> _Teks Bacaan_
┌──
INTEGRASI SISTEM DATA

Di Balik Penghapusan NIK dan Nomor Pokok PPJK

Redaksi DDTCNews
Selasa, 02 Mei 2017 | 12.29 WIB
Di Balik Penghapusan NIK dan Nomor Pokok PPJK

Ilustrasi. (DDTCNews)

SETELAH tertunda 9 pekan dari target 24 Desember 2016 sesuai mandat Pasal 29 PMK 179/PMK.04/2016, integrasi sistem data Nomor Pokok Wajib Pajak (NPWP) dengan Nomor Induk Kepabeanan (NIK) dan Nomor Pokok Pengusaha Pengurusan Jasa Kepabeanan (NP-PPJK) akhirnya efektif mulai 1 Maret 2017.

Sejak itu, bersamaan dengan berlakunya Buku Tarif Kepabeanan Indonesia 2017, NIK dan NP-PPJK—dua nomor identitas yang wajib dimiliki setiap warga negara untuk dapat mengakses layanan kepabeanan—dinyatakan dihapus. Sebagai gantinya, pengguna jasa kepabeanan cukup menggunakan NPWP.
└──
> _Kerjakan Ini_
Lanjutkan artikel tentang penghapusan NIK dan NP-PPJK setelah kalimat terakhirnya. Data berikut tidak diperlukan untuk pengerjaan.

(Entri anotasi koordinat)
┌──
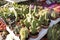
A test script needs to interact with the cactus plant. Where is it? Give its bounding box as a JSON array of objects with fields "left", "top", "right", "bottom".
[
  {"left": 20, "top": 27, "right": 28, "bottom": 40},
  {"left": 48, "top": 23, "right": 60, "bottom": 40}
]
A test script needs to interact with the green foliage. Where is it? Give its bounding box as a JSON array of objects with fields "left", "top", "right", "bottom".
[{"left": 48, "top": 24, "right": 60, "bottom": 40}]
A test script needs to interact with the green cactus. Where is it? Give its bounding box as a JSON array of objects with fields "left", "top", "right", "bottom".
[
  {"left": 30, "top": 16, "right": 38, "bottom": 34},
  {"left": 20, "top": 27, "right": 28, "bottom": 40},
  {"left": 48, "top": 24, "right": 60, "bottom": 40}
]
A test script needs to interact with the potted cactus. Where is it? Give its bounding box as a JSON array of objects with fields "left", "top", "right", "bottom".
[{"left": 20, "top": 27, "right": 28, "bottom": 40}]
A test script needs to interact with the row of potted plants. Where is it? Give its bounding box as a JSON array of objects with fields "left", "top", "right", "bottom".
└──
> _Jawaban Latihan_
Integrasi sistem data NPWP dengan NIK dan NP-PPJK itu bisa dilihat paling tidak dari tiga hal. Pertama, secara filosofis, pemerintah mengakui bahwa pajak adalah ‘saham politik’ warga negara, yang karena dan atas pembayarannya yang ditandai dengan kepemilikan NPWP, maka ia berhak mendapatkan layanan dari negara, dalam hal ini pelayanan kepabeanan.

Kedua, secara teknis, integrasi sistem data NPWP dengan NIK dan NP-PPJK ternyata bisa dilakukan dengan lancar dan sejauh ini tidak menimbulkan gejolak. Kita tahu, penyatuan itu tidak sesederhana kelihatannya. Ada berbagai persoalan yang tidak tampak di permukaan, terutama akibat kurangnya political will dan resistensi ego-sektoral.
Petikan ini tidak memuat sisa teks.